** BEGIN **

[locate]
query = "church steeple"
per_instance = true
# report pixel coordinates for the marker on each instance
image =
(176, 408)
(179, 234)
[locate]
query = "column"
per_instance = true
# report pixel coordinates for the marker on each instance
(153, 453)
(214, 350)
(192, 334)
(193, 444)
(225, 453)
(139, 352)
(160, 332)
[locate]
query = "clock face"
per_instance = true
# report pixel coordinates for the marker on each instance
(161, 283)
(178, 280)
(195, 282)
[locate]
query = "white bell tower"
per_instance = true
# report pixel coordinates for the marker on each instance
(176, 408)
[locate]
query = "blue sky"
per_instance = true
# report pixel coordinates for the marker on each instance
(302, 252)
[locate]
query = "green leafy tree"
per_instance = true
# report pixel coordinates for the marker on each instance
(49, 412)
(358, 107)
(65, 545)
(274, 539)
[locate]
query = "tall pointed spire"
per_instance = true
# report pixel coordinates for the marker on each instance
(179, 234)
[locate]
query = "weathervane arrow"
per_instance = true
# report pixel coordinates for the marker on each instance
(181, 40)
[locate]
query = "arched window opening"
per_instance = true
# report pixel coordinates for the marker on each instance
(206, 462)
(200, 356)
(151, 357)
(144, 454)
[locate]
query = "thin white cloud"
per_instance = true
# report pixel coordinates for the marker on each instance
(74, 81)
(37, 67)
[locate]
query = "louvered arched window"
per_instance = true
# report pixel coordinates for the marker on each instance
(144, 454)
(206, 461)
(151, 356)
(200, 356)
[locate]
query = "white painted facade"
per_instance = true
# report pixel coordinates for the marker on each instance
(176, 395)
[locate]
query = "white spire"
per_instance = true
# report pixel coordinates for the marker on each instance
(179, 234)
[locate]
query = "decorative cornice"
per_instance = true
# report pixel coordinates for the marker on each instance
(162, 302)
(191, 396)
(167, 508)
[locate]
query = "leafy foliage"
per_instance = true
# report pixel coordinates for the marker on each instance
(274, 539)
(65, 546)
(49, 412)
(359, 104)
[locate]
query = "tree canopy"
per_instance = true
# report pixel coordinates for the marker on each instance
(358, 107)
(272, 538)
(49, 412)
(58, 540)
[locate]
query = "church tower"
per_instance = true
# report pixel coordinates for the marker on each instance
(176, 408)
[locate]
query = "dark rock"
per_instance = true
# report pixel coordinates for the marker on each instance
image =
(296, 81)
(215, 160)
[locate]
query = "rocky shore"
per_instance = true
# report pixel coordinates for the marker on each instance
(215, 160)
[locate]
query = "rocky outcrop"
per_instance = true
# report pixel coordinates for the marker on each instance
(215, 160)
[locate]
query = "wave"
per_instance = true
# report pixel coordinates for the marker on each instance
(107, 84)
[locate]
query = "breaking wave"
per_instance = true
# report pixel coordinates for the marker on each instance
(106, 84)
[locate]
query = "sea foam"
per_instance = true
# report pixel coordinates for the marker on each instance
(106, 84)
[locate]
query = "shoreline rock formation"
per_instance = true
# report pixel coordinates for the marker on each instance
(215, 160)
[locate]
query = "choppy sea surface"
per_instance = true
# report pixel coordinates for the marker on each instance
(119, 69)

** END **

Please reproduce all of the entries exactly as they stand.

[locate]
query = "church steeple"
per_instance = true
# report pixel coordinates for the marker on each instance
image =
(176, 408)
(179, 234)
[locate]
query = "column"
per_instance = true
# report pixel coordinates for the marker on each instance
(153, 453)
(214, 350)
(192, 334)
(193, 444)
(225, 453)
(139, 352)
(160, 332)
[locate]
query = "clock face"
per_instance = true
# report pixel coordinates for the marker on each instance
(161, 283)
(178, 280)
(195, 282)
[locate]
query = "white bell tower"
per_instance = true
# report pixel coordinates for the marker on each instance
(176, 408)
[locate]
query = "blue sky"
per_instance = true
# report pixel coordinates for the marker on each instance
(302, 252)
[locate]
query = "green leafy tree"
per_instance = true
# report pixel coordinates for the marker on each instance
(49, 412)
(358, 107)
(65, 545)
(274, 539)
[locate]
query = "tall pointed spire"
per_instance = true
# report pixel coordinates for the marker on each instance
(179, 234)
[locate]
query = "weathervane arrow"
per_instance = true
# report pixel coordinates for the marker on each instance
(181, 40)
[locate]
query = "arched window opening"
per_instance = true
# report pixel coordinates for the marker on each instance
(206, 462)
(200, 356)
(151, 357)
(144, 454)
[locate]
query = "thin white cloud"
per_instance = true
# report pixel coordinates for the marker on each instance
(74, 81)
(37, 67)
[locate]
query = "louvered arched window"
per_instance = true
# report pixel coordinates for the marker on each instance
(144, 454)
(206, 461)
(151, 356)
(200, 356)
[locate]
query = "white painted facade"
per_instance = true
# report pixel coordinates for the marker on each instance
(176, 395)
[locate]
query = "white spire"
per_instance = true
# report pixel coordinates for the marker on each instance
(179, 234)
[locate]
query = "decorative cornice"
per_instance = true
# report pixel coordinates for the marker on each instance
(162, 302)
(191, 396)
(167, 508)
[locate]
query = "leafy foliage"
per_instance = true
# report pixel coordinates for the marker on each instance
(274, 539)
(65, 546)
(49, 412)
(359, 104)
[locate]
query = "tree canopy"
per_instance = true
# report pixel coordinates for the marker on each instance
(358, 107)
(272, 538)
(49, 412)
(58, 540)
[locate]
query = "church tower"
per_instance = true
# report pixel coordinates for the marker on each instance
(176, 408)
[locate]
query = "dark rock"
per_instance = true
# report pixel coordinates for the marker on each instance
image =
(296, 81)
(215, 160)
[locate]
query = "rocky shore"
per_instance = true
# report pixel coordinates for the marker on each instance
(215, 160)
[locate]
query = "rocky outcrop"
per_instance = true
# report pixel coordinates for the marker on each instance
(215, 160)
[locate]
query = "wave"
per_instance = true
# report pixel coordinates for the marker on each instance
(107, 84)
[locate]
query = "breaking wave"
per_instance = true
# report pixel coordinates for the marker on each instance
(106, 84)
[locate]
query = "sea foam"
per_instance = true
# report pixel coordinates for the marker on each instance
(106, 84)
[locate]
query = "shoreline rock formation"
per_instance = true
# report pixel coordinates for the marker on each instance
(215, 160)
[locate]
query = "choppy sea surface"
per_instance = true
# report pixel coordinates for the marker on each instance
(119, 69)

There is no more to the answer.